Labeled-object pointing entries
━━━━━━━━━━━━━━━━━━━━━━━━━━━━━━
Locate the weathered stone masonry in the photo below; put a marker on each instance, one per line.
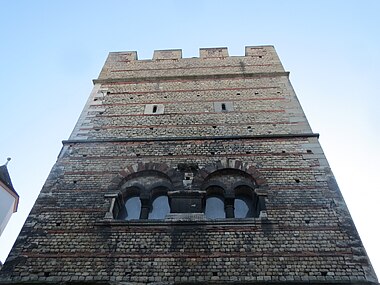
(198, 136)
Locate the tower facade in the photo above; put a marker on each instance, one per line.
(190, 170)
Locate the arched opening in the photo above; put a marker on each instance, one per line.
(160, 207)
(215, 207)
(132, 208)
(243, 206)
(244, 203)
━━━━━━━━━━━━━━━━━━━━━━━━━━━━━━
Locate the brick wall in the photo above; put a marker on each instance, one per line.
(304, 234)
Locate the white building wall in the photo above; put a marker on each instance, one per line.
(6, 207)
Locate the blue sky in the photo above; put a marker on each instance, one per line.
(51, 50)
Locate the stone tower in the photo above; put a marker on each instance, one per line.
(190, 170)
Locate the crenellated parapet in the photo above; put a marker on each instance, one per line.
━━━━━━━━━━━━━━━━━━━━━━━━━━━━━━
▶ [Exercise details]: Can you return every line from the one containing "Locate the stone" down to the one containing "Locate the crenellated", both included, reproduced verbatim?

▶ [Written response]:
Locate the stone tower in the photo above; put a marker on each instance, one per line.
(190, 170)
Locate the crenellated parapet in the photo above; put a marker on each instance, one per line.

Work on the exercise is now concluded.